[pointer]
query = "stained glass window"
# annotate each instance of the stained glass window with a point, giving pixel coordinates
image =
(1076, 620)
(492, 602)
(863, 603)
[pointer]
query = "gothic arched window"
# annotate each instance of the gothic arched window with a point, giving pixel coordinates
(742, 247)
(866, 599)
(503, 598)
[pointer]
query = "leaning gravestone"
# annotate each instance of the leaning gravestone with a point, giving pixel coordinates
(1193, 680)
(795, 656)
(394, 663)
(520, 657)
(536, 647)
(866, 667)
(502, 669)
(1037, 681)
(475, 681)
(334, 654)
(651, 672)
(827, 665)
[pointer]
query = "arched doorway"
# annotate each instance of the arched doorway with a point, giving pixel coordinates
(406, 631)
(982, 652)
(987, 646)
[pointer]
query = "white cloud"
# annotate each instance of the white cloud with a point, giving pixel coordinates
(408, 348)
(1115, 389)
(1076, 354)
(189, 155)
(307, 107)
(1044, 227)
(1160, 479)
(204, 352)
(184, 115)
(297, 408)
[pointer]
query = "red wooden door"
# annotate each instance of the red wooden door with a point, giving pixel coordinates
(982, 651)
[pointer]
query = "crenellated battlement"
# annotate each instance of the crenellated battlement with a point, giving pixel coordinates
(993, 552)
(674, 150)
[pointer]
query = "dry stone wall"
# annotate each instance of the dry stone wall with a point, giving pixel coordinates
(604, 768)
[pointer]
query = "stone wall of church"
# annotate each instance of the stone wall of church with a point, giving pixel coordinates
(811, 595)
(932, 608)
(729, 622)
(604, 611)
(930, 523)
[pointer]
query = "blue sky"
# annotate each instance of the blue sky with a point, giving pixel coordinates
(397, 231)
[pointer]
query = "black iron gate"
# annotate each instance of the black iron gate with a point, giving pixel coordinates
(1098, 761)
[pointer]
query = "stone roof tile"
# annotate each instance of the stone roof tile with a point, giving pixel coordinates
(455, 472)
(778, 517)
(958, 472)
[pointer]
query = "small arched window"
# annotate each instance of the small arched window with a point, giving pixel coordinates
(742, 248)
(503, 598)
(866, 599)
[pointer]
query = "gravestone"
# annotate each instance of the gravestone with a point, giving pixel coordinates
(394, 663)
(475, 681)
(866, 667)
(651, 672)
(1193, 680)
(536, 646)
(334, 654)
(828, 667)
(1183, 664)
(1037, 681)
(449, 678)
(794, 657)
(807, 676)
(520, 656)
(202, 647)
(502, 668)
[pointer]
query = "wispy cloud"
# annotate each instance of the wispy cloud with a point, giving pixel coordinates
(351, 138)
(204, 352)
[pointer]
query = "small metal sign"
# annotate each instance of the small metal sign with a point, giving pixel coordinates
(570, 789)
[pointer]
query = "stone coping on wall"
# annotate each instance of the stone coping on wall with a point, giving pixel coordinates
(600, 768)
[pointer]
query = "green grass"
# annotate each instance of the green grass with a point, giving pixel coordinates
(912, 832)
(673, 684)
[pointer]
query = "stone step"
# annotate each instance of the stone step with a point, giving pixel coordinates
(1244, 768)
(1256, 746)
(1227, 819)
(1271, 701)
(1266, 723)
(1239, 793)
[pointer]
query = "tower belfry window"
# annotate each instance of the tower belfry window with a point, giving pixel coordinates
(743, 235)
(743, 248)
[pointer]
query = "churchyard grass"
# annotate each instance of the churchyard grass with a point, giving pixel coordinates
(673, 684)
☆ ☆ ☆ ☆ ☆ ☆ ☆
§ **Brief**
Locate every line above that contains the string "green" and copy each of those lines in full.

§ **Answer**
query = "green grass"
# annotate each instance of the green grass with a point, giving pixel coordinates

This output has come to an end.